Raw data

• • • •

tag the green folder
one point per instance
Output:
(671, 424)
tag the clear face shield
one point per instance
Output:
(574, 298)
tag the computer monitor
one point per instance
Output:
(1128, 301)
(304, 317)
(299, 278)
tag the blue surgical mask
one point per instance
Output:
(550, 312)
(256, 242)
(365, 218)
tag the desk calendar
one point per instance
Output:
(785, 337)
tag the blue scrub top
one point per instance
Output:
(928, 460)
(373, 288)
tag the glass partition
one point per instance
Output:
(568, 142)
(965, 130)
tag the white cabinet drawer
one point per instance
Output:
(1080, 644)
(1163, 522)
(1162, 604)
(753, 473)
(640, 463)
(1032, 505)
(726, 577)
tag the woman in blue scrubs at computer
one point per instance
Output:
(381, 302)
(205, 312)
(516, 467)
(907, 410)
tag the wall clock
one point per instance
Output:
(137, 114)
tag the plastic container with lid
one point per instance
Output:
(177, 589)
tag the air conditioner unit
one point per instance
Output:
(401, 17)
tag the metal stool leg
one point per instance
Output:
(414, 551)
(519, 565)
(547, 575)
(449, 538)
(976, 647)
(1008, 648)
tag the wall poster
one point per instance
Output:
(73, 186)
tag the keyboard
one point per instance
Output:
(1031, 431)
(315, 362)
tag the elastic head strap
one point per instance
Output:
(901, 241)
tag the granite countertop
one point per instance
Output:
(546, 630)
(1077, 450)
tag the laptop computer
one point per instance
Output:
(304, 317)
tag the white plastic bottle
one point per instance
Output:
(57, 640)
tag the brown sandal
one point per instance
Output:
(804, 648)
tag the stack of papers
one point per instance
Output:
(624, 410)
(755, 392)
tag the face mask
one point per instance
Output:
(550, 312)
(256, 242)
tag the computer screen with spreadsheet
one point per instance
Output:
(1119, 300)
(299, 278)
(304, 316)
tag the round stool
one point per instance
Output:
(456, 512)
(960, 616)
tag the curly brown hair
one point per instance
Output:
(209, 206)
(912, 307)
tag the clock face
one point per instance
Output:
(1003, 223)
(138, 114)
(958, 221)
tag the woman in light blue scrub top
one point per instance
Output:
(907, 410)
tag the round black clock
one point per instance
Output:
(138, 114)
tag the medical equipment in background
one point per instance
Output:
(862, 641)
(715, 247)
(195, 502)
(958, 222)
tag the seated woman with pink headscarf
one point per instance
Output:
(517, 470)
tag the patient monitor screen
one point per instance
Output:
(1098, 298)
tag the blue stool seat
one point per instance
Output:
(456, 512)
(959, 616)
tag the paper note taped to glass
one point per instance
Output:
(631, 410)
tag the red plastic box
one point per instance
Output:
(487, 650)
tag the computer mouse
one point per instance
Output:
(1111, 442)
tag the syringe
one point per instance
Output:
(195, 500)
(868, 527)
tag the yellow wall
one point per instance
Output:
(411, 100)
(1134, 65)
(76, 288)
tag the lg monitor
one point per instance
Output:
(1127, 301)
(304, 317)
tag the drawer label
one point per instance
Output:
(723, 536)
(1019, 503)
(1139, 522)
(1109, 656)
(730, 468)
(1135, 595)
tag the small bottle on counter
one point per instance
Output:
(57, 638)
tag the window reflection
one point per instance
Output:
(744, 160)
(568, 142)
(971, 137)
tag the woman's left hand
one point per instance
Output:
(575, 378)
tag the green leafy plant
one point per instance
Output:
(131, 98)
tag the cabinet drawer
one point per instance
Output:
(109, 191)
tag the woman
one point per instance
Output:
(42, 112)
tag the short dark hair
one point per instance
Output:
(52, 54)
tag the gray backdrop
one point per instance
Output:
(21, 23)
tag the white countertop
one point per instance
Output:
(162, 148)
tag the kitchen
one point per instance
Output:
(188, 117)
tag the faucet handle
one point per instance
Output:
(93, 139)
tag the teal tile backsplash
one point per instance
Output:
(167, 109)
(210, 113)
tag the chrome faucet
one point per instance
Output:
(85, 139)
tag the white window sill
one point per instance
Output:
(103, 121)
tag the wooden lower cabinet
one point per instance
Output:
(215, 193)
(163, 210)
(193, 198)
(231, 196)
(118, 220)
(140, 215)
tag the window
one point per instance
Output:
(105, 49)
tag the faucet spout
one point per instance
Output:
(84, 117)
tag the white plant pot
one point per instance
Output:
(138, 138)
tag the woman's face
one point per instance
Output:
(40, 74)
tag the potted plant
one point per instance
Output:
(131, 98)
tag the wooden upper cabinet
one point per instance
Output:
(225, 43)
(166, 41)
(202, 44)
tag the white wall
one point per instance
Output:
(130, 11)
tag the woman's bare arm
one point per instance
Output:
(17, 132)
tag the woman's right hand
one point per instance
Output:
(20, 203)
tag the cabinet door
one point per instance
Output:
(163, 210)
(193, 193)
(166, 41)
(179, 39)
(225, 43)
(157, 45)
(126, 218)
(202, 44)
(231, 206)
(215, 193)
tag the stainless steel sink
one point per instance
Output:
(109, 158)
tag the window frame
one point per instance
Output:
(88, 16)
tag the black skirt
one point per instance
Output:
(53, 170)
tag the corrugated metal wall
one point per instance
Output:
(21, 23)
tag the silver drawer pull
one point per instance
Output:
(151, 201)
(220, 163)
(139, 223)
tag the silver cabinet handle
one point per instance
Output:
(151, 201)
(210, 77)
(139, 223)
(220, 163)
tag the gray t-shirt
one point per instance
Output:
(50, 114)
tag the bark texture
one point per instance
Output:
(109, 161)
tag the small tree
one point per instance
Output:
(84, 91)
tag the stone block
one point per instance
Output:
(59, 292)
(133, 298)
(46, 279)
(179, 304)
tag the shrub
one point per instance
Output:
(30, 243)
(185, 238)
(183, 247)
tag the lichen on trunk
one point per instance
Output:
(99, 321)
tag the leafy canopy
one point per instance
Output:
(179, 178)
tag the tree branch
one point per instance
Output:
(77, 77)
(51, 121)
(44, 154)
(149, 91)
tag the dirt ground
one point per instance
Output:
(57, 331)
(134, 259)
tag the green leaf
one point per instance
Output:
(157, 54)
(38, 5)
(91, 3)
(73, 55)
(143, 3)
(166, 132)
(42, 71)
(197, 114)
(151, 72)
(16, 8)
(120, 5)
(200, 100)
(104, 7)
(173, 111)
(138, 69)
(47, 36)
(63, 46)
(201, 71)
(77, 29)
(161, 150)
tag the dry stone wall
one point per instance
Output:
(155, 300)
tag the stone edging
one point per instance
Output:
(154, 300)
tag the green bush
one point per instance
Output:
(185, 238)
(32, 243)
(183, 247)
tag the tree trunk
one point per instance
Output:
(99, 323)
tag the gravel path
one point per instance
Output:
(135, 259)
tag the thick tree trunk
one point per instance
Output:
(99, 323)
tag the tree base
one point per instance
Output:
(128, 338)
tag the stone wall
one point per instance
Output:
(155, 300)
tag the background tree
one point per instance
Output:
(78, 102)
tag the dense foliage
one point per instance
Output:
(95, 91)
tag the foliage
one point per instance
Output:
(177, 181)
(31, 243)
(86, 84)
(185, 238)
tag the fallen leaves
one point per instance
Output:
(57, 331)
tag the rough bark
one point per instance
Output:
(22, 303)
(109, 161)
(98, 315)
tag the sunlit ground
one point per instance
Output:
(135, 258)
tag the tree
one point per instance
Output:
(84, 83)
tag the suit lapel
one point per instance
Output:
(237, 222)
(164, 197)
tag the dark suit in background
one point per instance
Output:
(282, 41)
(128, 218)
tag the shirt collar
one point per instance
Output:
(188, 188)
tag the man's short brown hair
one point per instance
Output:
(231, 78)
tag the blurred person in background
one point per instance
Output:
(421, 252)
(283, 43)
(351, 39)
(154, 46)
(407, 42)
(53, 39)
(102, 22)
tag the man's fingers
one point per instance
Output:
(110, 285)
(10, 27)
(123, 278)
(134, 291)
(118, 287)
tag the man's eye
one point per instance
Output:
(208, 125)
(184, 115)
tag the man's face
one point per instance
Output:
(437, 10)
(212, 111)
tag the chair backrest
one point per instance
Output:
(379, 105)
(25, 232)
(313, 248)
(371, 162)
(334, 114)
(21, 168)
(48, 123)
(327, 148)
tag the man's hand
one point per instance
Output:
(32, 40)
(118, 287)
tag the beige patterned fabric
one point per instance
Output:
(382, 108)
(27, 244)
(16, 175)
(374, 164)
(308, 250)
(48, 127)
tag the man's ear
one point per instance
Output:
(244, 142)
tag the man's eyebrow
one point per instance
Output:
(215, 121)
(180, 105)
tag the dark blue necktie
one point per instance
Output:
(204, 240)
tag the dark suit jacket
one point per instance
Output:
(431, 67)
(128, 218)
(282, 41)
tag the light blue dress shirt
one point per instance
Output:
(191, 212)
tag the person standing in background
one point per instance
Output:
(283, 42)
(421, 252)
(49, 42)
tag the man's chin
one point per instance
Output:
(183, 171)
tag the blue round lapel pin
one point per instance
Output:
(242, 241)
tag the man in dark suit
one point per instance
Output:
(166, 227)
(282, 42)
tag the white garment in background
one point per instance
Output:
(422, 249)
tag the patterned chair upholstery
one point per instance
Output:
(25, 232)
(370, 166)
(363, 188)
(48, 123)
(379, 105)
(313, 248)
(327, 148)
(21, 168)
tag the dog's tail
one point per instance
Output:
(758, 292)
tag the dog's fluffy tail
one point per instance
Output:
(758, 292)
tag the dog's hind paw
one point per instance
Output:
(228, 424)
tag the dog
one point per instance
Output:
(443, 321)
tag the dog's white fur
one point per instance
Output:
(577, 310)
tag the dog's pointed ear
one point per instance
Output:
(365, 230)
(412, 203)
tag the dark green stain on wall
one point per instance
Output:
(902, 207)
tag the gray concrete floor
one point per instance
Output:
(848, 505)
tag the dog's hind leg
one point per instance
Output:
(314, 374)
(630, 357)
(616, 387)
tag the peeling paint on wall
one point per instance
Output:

• • • •

Problem description
Pull every line containing the word "woman" out of the material.

Reply to the task
tag the woman in blue scrubs at computer
tag the woman in light blue scrub top
tag the seated woman with pink headscarf
tag the woman's left hand
tag the woman
tag the woman's face
tag the woman's bare arm
tag the woman's right hand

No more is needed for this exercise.